Copy out the entries verbatim, starting with the line that contains "Reviewer note: check that each instance of the woman" and continuing through the final line of the entries, with both ends included.

:: The input ::

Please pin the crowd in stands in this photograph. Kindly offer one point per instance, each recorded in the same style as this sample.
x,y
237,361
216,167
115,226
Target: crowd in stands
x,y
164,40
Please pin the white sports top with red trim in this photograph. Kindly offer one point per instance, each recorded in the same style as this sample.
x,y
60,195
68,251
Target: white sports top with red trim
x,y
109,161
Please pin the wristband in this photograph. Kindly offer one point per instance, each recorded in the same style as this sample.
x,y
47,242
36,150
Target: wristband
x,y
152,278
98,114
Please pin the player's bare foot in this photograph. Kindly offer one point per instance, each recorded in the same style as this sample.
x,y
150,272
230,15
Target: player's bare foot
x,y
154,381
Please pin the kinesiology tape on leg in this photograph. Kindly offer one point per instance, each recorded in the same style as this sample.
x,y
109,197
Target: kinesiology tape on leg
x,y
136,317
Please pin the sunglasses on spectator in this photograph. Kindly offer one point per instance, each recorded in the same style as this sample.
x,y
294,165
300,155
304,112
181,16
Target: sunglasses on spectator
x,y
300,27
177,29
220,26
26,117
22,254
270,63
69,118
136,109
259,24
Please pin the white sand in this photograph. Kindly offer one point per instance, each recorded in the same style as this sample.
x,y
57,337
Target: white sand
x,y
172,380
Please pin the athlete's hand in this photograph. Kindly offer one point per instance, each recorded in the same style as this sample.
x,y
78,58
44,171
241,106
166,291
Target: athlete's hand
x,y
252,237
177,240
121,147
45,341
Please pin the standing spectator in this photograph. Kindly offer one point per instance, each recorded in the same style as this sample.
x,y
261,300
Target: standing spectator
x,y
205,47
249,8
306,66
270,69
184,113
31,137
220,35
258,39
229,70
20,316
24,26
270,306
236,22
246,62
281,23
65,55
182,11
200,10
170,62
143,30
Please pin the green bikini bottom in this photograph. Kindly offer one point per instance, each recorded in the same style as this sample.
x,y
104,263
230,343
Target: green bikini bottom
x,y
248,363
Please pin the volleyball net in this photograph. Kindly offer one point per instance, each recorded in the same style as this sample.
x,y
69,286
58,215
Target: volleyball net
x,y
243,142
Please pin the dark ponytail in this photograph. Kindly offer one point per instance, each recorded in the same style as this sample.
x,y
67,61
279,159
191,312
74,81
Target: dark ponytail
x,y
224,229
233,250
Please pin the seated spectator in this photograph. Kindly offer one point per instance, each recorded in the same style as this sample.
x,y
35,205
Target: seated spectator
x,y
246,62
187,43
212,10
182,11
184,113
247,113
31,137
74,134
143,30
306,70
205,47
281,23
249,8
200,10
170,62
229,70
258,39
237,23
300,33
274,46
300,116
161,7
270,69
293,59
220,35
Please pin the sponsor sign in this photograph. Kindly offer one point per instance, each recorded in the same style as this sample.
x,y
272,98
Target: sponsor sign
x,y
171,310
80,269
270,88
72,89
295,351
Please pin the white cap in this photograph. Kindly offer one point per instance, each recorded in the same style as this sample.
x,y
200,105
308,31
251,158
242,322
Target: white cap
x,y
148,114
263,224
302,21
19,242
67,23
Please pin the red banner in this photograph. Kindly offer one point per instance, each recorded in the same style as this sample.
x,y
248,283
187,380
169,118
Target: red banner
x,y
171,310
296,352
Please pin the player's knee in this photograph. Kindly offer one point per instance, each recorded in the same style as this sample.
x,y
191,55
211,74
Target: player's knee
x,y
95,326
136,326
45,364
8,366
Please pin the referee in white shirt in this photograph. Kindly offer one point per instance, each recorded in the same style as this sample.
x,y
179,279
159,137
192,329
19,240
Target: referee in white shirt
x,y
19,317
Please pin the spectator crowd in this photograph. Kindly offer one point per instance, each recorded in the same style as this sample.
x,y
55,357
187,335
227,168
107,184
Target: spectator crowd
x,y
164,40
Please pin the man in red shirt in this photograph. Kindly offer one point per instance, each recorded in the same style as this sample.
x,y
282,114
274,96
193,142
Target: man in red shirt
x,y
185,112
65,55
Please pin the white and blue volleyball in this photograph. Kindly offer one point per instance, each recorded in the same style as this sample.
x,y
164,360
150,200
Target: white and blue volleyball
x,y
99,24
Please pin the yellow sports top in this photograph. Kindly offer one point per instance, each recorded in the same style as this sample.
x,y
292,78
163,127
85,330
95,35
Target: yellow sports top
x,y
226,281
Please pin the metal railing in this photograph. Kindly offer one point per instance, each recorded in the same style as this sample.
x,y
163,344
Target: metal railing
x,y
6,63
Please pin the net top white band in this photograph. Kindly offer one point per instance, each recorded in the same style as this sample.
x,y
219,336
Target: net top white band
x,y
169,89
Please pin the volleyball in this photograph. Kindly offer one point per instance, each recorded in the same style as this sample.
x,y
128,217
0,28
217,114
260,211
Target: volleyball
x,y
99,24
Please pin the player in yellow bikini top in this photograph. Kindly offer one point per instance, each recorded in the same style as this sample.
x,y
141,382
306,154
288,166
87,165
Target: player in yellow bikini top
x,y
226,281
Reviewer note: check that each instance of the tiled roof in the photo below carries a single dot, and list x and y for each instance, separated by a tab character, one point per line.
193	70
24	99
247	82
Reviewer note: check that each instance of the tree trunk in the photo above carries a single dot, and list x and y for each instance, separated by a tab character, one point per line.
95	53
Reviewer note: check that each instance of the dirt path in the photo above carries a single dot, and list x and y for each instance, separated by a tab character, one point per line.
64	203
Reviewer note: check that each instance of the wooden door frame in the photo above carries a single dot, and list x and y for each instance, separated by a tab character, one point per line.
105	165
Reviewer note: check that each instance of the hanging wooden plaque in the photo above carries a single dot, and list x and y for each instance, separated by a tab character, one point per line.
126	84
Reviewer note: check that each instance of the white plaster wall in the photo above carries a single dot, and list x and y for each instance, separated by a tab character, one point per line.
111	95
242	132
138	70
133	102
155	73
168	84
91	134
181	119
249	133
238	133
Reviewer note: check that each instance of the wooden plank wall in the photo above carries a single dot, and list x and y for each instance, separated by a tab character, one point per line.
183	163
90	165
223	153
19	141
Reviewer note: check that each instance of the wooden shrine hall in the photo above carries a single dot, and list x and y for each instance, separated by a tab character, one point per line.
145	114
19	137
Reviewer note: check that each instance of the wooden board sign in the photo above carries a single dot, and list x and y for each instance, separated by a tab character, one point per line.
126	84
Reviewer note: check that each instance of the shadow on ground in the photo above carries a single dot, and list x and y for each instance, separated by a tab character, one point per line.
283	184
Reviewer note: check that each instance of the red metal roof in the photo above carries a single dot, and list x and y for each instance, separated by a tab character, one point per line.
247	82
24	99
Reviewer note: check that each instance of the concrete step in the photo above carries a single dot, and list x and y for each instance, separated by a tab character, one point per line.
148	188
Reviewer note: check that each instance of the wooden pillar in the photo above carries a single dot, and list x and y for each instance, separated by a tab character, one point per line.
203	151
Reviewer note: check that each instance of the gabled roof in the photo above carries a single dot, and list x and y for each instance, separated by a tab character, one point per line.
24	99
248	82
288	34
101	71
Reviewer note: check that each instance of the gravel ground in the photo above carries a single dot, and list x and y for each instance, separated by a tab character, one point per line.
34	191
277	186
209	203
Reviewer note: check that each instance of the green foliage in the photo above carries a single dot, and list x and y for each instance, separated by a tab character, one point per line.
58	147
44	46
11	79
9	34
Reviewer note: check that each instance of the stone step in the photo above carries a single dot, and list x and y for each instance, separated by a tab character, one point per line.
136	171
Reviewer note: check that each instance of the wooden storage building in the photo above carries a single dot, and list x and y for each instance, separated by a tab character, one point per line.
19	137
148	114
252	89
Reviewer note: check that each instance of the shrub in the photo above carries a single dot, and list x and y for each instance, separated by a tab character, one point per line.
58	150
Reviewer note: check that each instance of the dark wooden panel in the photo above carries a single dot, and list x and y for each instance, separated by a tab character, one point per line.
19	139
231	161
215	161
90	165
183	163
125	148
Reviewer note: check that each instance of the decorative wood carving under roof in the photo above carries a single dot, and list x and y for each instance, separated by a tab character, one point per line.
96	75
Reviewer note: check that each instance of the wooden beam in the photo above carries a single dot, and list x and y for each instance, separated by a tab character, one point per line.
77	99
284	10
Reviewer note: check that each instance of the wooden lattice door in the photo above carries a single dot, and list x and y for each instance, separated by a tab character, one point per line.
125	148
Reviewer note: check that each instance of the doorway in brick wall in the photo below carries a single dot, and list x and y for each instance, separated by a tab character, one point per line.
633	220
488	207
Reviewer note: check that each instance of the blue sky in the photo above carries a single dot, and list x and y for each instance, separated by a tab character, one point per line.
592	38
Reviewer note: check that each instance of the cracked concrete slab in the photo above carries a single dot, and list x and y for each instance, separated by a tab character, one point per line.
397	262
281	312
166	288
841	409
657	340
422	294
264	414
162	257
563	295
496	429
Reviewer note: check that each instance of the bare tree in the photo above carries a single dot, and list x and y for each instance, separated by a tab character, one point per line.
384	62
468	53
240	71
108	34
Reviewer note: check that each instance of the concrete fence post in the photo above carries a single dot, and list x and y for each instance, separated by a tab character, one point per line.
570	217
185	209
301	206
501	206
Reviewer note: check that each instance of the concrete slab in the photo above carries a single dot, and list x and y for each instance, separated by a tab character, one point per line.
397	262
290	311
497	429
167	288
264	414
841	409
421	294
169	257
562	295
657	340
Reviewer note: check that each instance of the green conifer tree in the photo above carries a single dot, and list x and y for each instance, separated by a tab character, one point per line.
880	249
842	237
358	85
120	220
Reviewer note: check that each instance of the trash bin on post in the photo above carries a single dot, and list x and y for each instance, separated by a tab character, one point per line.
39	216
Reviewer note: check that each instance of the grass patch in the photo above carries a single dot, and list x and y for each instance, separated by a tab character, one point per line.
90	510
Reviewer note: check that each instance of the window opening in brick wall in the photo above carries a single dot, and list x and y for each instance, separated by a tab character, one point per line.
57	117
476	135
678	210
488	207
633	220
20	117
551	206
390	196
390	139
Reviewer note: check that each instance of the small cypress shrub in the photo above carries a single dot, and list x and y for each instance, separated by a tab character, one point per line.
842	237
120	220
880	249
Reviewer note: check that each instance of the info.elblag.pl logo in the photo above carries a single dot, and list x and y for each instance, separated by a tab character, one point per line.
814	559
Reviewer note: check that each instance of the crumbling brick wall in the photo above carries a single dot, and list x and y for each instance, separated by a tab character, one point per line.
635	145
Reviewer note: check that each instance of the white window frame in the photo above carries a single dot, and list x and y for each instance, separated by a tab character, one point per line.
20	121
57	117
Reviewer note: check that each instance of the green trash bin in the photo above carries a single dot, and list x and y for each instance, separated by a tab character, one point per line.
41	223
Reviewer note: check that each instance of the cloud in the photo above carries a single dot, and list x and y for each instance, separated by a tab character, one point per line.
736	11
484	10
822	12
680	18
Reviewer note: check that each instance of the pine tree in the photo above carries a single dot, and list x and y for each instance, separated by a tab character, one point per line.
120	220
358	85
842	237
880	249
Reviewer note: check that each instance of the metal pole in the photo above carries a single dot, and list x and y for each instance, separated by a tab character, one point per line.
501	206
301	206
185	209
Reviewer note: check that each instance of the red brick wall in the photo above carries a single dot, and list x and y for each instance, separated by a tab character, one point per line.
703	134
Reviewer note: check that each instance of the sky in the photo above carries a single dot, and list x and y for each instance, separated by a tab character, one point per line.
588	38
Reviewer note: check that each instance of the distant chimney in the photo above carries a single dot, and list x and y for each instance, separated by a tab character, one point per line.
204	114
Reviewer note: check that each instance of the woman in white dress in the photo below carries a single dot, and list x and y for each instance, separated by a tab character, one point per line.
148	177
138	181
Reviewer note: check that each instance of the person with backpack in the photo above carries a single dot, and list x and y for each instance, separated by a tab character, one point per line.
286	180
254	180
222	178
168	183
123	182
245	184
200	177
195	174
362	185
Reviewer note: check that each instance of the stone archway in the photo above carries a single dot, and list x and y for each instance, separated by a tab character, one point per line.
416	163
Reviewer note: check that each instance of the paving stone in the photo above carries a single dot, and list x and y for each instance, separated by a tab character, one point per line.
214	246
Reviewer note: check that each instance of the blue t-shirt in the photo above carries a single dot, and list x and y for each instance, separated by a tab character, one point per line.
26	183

:::

▸ Exercise response:
Reviewer note: check that each instance of the woman in white dress in the photo below carries a single dot, and list x and y for each instance, separated by a tab character, one point per line.
148	177
138	181
Reviewer note: check that each instance of the person with backpack in the photo above carries a single dot, and list x and y for each instance, separated by a tab character, one point per line.
286	180
254	180
222	178
168	183
123	182
245	184
200	177
195	174
362	185
Reviewer note: check that each instance of the stone archway in the photo above carries a single dot, and list x and y for each instance, separated by a tab character, one point per line.
416	163
Reviewer note: check that each instance of the paving stone in the photo above carries a single dot, and list x and y for each instance, separated by a tab character, one point per line.
214	246
Reviewer note: check that each instance of the blue t-shirt in the photo above carries a single dot, and list x and y for each instance, separated by a tab character, one point per line.
26	183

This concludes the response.